The first amendment issues are clearly more mixed, as I noted, but also not all clearly to the left.

Posted by: Matt | Sep 15, 2007 5:06:55 PM

Matt,

Your rhetoric is strong, but I don't think the cases back them up. That's why I have been commenting in this thread: I see a very big gap between what the cases say and the rhetoric used by critics. Your response to this alleged gap is to rev up the rhetoric again and toss in an ad hominem argument for good measure. My sense is that this brings us to an impasse: You seem to think your statement proves your point, whereas I think your statement nicely demonstrates mine.

Posted by: Orin Kerr | Sep 16, 2007 1:30:46 PM

Matt,

Are you actually saying that the average liberal democrat or left-wing activist would welcome the loss of the decisions in Lawrence v. Texas, the reaffirmation of affirmative action, the Gitmo cases, and such cases in exchange for rolling back the cases you cite as evidence of a rightward shift? That strikes me as preposterous.

* Dataset excerpt

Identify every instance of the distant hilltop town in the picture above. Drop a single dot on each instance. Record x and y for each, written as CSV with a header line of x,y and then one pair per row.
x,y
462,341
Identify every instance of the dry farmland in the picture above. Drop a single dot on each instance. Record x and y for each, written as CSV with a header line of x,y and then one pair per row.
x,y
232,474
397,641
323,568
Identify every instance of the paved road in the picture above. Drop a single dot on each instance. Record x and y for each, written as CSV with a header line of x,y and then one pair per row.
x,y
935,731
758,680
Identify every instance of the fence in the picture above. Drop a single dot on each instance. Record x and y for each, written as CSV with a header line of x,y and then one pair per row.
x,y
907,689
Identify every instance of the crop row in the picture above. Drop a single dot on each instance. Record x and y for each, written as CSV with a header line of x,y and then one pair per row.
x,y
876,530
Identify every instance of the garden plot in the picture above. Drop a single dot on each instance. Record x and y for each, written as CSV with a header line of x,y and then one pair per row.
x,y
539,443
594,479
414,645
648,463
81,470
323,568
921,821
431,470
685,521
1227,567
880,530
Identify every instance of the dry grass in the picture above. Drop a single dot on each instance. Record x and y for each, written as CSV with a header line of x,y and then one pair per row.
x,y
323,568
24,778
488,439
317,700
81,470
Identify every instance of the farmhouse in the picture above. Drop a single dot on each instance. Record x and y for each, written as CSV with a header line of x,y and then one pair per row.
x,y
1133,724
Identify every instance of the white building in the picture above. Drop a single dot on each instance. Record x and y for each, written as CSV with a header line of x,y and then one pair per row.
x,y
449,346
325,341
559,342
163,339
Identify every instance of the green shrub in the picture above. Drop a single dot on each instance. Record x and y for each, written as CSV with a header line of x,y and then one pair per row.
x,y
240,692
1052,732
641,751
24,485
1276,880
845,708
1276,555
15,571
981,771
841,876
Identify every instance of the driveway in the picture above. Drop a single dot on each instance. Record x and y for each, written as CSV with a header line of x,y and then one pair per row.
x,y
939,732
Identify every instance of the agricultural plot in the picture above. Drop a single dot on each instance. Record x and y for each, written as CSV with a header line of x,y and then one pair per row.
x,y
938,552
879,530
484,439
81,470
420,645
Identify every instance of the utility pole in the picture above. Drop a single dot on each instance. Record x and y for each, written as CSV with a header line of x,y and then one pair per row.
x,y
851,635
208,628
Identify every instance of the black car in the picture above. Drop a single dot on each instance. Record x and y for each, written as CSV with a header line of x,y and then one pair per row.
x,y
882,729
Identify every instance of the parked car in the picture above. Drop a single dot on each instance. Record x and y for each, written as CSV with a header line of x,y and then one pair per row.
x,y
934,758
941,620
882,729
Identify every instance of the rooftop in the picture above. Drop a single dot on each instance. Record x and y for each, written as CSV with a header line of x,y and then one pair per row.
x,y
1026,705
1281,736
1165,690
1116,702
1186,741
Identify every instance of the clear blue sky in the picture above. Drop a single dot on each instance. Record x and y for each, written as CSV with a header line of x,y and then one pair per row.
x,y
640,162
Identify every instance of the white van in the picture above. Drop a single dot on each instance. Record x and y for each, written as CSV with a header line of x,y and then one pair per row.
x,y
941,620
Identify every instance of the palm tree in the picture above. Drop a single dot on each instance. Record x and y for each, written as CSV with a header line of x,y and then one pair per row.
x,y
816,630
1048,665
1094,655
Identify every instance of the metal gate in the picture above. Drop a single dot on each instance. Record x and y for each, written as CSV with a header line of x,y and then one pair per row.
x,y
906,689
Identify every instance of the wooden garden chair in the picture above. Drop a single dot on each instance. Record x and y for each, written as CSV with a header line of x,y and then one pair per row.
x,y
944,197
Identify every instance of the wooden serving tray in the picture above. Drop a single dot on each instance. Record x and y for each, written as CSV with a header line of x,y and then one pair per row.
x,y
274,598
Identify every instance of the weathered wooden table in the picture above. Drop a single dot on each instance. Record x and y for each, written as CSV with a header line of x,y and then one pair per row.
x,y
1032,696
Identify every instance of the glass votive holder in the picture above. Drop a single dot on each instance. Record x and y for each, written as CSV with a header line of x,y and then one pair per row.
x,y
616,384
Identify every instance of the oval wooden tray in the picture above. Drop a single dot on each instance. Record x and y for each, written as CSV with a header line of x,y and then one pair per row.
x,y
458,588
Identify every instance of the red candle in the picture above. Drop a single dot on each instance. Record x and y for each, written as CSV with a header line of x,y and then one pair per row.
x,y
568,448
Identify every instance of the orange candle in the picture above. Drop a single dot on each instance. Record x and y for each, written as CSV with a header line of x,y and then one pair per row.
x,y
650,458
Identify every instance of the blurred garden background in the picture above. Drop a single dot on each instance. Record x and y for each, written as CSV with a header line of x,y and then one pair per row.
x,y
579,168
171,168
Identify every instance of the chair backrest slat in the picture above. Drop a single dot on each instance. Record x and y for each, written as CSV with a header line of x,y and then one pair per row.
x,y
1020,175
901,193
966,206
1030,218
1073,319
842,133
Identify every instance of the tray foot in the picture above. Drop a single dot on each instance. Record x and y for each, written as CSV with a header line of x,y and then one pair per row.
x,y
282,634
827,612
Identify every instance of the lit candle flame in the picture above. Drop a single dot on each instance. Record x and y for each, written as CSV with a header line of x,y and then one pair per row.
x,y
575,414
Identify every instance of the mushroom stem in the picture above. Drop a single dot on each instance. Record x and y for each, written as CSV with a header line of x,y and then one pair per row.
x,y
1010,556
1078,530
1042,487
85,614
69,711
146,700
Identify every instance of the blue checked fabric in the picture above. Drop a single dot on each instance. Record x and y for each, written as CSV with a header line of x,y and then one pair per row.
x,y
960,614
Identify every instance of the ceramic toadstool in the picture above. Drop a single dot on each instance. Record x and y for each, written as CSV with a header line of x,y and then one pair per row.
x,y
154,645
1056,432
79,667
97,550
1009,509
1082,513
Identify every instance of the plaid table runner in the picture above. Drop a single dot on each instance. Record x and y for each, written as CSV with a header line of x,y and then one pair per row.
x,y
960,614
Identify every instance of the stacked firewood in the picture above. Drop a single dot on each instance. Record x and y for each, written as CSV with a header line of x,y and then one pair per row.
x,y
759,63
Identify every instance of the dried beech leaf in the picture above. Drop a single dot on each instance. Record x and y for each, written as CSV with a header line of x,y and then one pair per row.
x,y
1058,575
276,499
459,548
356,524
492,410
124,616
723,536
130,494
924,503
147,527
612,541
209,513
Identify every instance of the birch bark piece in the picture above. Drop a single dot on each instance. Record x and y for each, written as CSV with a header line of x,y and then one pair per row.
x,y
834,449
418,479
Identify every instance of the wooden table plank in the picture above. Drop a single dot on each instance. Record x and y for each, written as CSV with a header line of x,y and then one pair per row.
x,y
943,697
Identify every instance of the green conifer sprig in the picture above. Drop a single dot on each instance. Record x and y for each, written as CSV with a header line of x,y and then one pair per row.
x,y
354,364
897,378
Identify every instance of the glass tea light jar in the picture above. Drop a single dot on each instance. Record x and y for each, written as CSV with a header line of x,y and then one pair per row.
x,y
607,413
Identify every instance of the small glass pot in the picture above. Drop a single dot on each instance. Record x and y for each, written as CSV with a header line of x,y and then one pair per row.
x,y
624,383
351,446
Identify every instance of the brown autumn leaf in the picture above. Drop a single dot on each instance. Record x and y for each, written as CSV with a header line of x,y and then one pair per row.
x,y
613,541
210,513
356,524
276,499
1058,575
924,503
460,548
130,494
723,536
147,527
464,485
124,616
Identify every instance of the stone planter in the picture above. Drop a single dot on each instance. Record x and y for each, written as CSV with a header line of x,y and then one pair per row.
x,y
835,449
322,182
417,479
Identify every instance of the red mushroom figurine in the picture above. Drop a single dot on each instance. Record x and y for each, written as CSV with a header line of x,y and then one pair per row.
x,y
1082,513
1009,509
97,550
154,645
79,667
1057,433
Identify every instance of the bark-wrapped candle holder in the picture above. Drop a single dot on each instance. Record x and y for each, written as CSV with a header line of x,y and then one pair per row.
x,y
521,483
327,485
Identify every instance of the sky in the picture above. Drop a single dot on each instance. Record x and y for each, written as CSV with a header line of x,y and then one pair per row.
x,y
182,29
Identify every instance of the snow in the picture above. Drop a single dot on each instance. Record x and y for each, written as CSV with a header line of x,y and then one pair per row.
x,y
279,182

* Requirements
1. Answer these questions about the blog comment thread on court cases:
(a) Who posted the comment dated Sep 15, 2007 5:06:55 PM?
(b) According to the comment posted by Orin Kerr, what kind of argument did Matt toss in for good measure?
(c) What single word does the final comment use to describe the idea it questions?
2. Extend the blog comment thread on court cases, picking up right after its final sentence.

* Final answers
1.
(a) Matt
(b) An ad hominem argument
(c) Preposterous

2.
This can be settled easily enough: Just name five right-wing cases so egregious that their reversals would be worth dissenters' victories in Hamdan, Rasul, Grutter, Lawrence, and Casey. (Which is not to say that those are the five most "left-wing" cases of the last 25 years -- they're just the first five that come to mind.)

Posted by: Adam | Sep 16, 2007 7:33:47 PM

Regarding the "rightward shift" issue: I personally find the usual journalistic coverage of these issues quite shallow, since I think there are many cross-cutting cleavages within the groups usually lumped in together as left/right, Democrats/Republicans. For just one example, see Greenspan's critique of Bush in his recent memoir, or Reich's critique of Clinton & Rubin.

But Cass Sunstein appears to offer some evidence of a "rightward shift" for those who accept the conventional dichotomy; see
http://www.prospect.org/cs/articles?article=the_myth_of_the_balanced_court

"In 1980 Stevens often operated as the Court's median member; in many cases he (along with Powell) was the Justice Kennedy of that era. But Stevens is frequently described as the most liberal member of the current Court. If he qualifies for that position, it is not because of any significant change in his own approach, but because of a massive shift in the Court's center of gravity."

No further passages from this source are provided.